--- START OF Dataset content ---

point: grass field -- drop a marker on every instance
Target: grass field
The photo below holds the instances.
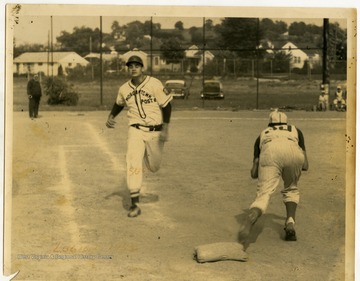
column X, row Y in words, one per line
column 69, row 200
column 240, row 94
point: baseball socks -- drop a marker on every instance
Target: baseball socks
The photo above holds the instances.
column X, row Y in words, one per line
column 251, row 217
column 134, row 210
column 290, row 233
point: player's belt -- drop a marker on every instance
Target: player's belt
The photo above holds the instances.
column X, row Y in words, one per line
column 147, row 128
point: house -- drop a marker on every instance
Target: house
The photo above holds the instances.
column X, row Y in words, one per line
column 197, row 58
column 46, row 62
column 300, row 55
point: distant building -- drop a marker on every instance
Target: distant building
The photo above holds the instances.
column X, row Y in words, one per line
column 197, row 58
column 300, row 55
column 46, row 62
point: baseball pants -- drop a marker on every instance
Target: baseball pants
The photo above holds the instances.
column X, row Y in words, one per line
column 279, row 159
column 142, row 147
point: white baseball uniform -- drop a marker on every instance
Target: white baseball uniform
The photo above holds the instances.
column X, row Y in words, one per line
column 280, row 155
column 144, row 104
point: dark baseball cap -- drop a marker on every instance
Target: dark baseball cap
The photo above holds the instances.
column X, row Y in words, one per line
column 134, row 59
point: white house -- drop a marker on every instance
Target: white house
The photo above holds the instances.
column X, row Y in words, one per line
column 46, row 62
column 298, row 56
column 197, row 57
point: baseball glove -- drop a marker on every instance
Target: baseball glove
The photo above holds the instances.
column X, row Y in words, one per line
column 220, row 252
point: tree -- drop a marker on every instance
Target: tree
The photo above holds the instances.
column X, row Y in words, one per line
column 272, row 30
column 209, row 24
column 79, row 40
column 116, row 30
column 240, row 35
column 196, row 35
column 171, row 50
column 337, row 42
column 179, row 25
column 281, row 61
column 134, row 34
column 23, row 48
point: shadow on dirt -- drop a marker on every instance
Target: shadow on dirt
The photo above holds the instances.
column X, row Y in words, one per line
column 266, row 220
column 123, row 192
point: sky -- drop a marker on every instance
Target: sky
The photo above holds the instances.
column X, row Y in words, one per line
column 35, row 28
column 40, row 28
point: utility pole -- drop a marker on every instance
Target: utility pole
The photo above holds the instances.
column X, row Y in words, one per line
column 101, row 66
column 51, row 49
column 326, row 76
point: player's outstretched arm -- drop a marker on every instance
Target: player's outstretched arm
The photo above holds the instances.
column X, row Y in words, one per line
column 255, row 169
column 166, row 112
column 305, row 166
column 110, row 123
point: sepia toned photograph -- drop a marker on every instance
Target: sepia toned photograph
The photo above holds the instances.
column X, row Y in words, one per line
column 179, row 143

--- END OF Dataset content ---

## Instructions to follow
Could you arrange all of the rows above as a numbered list, skipping blank lines and leaving the pictures out?

## Final result
1. point: grass field -- drop a marker on every instance
2. Target: grass field
3. The photo below holds the instances.
4. column X, row Y in words, one per line
5. column 69, row 200
6. column 240, row 94
7. point: baseball socks -- drop a marker on every instance
8. Target: baseball socks
9. The photo above holds the instances.
10. column X, row Y in words, one per line
11. column 251, row 217
12. column 134, row 210
13. column 290, row 233
14. point: player's belt -- drop a marker on every instance
15. Target: player's belt
16. The photo above holds the instances.
17. column X, row Y in words, one per line
18. column 147, row 128
19. point: house -- drop a marker on every instance
20. Target: house
21. The photo above holds the instances.
22. column X, row Y in words, one per line
23. column 197, row 58
24. column 46, row 62
25. column 300, row 55
26. point: distant building -- drop a marker on every instance
27. Target: distant building
28. The photo above holds the instances.
29. column X, row Y in words, one per line
30. column 197, row 58
31. column 300, row 55
32. column 46, row 62
33. point: baseball pants -- drop a marker on every instance
34. Target: baseball pants
35. The photo above holds the instances.
36. column X, row Y in words, one per line
37. column 279, row 159
38. column 142, row 147
39. point: white baseball uniform -- drop a marker on every instance
40. Target: white baseball uniform
41. The photo above holds the instances.
42. column X, row Y in words, one per line
43. column 280, row 155
44. column 144, row 104
45. point: dark baseball cap -- drop a marker on every instance
46. Target: dark baseball cap
47. The photo above holds the instances.
48. column X, row Y in words, one per line
49. column 134, row 59
50. point: white house -- drop a marker on every instance
51. Target: white house
52. The photo above holds the instances.
53. column X, row Y in words, one per line
54. column 46, row 62
55. column 298, row 56
56. column 197, row 57
57. point: baseball glove -- drop a marker on every instance
58. Target: baseball glove
59. The photo above holds the instances.
60. column X, row Y in words, one per line
61. column 220, row 252
62. point: tree -- drop a marker on every instance
63. Target: tree
64. The photo above holds the instances.
65. column X, row Y in words, one per line
66. column 272, row 30
67. column 209, row 24
68. column 79, row 40
69. column 116, row 30
70. column 240, row 35
71. column 196, row 35
72. column 171, row 50
73. column 337, row 42
74. column 179, row 25
75. column 281, row 61
76. column 134, row 34
77. column 23, row 48
78. point: shadow on dirt -- drop a marker on every instance
79. Target: shadow on dirt
80. The photo above holds the instances.
81. column X, row Y in words, one per line
82. column 266, row 220
83. column 123, row 192
84. point: sky -- drop a marker on every instance
85. Target: sky
86. The photo above holds the instances.
87. column X, row Y in words, one per line
88. column 35, row 28
89. column 40, row 28
90. point: utility pole -- drop a marker on every instance
91. Target: utility pole
92. The photo above holds the instances.
93. column X, row Y in words, one per line
94. column 101, row 66
95. column 51, row 49
96. column 326, row 76
97. point: player's outstretched arm -- drop a marker on every instance
98. Target: player's outstretched arm
99. The photo above holds the instances.
100. column X, row Y in words, one per line
101. column 255, row 169
102. column 166, row 112
103. column 305, row 166
104. column 110, row 123
105. point: sepia toned photograph -- drop a marker on every instance
106. Target: sepia toned photograph
107. The photo above holds the instances.
108. column X, row Y in words, one per line
109. column 179, row 143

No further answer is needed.